======== Data for this exercise ========
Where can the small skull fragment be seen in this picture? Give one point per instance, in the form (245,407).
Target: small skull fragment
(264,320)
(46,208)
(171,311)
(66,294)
========
• Written problem:
Return every one of the lines above verbatim, with nothing altered.

• Output for this task:
Where can the small skull fragment be seen in this picture? Give one point per instance, in the form (245,407).
Target: small skull fragment
(264,320)
(46,208)
(171,311)
(66,294)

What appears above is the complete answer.